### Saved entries
***

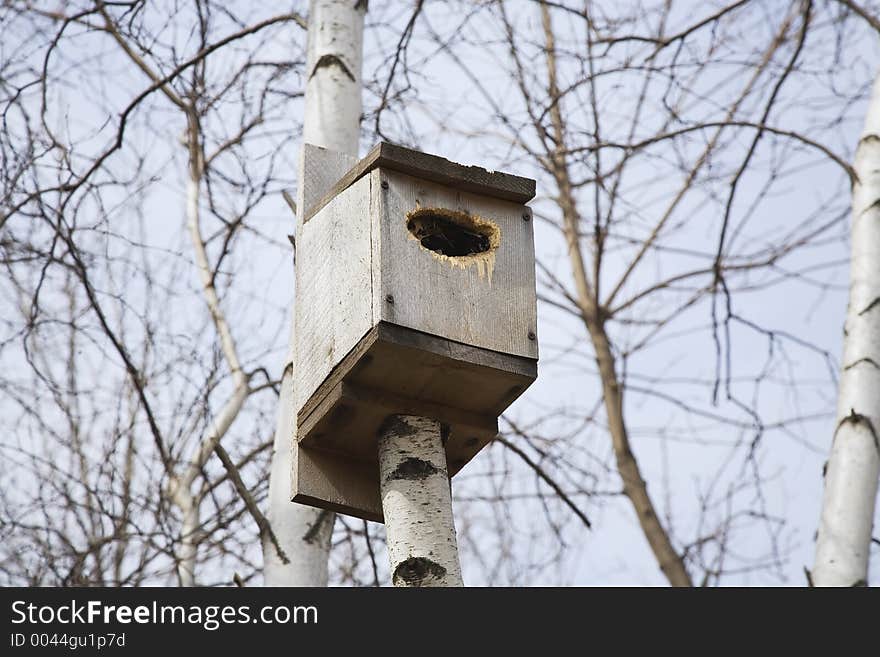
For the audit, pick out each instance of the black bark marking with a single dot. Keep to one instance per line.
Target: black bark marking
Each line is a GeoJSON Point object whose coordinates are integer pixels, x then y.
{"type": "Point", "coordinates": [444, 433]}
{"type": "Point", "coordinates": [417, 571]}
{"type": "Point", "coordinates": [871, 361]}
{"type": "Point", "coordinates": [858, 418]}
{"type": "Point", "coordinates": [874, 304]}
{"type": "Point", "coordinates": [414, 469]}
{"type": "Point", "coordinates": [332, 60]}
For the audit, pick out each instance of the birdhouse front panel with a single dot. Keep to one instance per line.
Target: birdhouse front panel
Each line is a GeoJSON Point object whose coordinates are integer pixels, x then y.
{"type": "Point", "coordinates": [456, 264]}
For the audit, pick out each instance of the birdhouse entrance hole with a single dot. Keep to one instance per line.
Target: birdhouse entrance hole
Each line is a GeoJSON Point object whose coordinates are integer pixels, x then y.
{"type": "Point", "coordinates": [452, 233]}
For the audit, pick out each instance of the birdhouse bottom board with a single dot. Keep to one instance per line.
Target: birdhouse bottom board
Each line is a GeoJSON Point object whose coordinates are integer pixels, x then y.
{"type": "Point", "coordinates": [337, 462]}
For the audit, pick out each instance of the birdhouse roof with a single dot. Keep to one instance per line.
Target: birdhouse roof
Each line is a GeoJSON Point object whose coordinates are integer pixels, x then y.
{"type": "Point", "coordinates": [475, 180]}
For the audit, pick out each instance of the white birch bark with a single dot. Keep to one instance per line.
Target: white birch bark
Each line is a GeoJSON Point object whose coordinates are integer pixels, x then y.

***

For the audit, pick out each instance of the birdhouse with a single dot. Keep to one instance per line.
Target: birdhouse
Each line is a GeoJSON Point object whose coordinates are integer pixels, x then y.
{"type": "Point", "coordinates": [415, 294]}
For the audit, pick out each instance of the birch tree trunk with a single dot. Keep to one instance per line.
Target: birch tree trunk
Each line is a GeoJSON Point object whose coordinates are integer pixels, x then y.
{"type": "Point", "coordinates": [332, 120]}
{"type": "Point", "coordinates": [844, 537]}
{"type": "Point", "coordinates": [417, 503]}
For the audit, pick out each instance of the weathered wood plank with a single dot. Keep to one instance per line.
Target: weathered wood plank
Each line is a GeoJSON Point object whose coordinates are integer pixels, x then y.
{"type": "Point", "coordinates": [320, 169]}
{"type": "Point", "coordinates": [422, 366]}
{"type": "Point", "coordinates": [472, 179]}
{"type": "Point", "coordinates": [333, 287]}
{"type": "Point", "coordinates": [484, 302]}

***

### INSTRUCTIONS FOR THE TASK
Copy out every line in the entries above that holds "trunk".

### WRITTEN SOLUTION
For the audit, pick out each instance of the birch tree trunk with a single dot. Keep to one instance per line.
Target: birch tree trunk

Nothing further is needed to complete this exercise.